EXERCISE DIRECTIONS: Count the rows below that contain the word "background" and reply with that number alone.
* * * * *
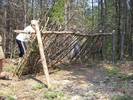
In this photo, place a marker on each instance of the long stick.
(43, 58)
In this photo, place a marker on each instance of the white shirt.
(25, 36)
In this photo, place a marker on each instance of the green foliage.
(125, 97)
(112, 71)
(54, 95)
(57, 13)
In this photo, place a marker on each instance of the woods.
(81, 38)
(84, 16)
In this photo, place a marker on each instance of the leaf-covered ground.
(73, 82)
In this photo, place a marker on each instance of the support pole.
(41, 49)
(113, 47)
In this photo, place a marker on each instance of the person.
(23, 37)
(2, 57)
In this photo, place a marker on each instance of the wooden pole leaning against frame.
(41, 49)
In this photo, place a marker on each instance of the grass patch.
(125, 77)
(54, 95)
(10, 68)
(11, 98)
(125, 97)
(112, 71)
(38, 86)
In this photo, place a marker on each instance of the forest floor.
(73, 82)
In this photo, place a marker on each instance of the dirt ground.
(72, 82)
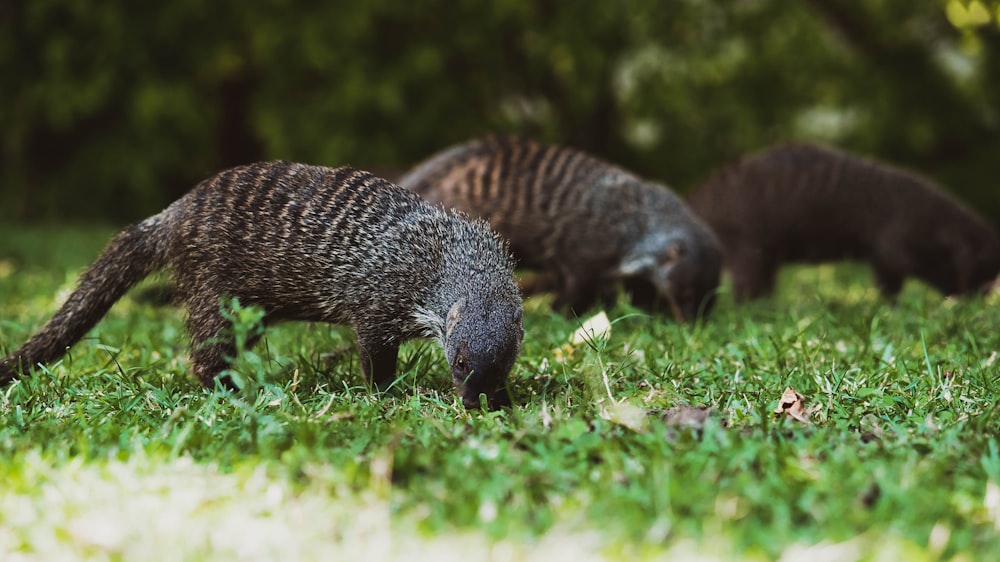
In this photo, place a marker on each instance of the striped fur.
(805, 203)
(583, 223)
(320, 244)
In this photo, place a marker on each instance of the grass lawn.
(116, 453)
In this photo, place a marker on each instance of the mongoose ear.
(454, 314)
(637, 264)
(674, 252)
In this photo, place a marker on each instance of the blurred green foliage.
(113, 109)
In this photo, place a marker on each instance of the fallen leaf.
(686, 418)
(625, 414)
(791, 404)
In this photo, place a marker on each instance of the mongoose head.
(683, 265)
(482, 340)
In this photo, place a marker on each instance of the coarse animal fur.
(583, 223)
(800, 202)
(319, 244)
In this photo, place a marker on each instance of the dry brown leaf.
(792, 405)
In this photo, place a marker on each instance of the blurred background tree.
(113, 109)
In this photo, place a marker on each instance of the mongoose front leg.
(378, 360)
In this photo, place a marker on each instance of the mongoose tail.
(130, 257)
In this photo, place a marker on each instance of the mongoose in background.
(800, 202)
(318, 244)
(583, 223)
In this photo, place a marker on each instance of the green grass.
(116, 453)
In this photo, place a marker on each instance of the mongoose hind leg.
(378, 359)
(212, 344)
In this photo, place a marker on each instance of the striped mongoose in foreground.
(580, 221)
(800, 202)
(317, 244)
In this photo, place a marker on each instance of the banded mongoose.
(582, 222)
(800, 202)
(335, 245)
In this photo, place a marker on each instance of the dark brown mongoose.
(583, 223)
(318, 244)
(800, 202)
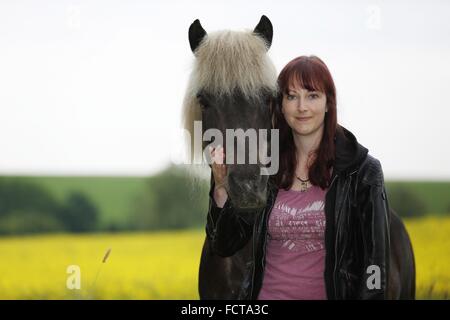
* * * * *
REPLY TO THE TASK: 2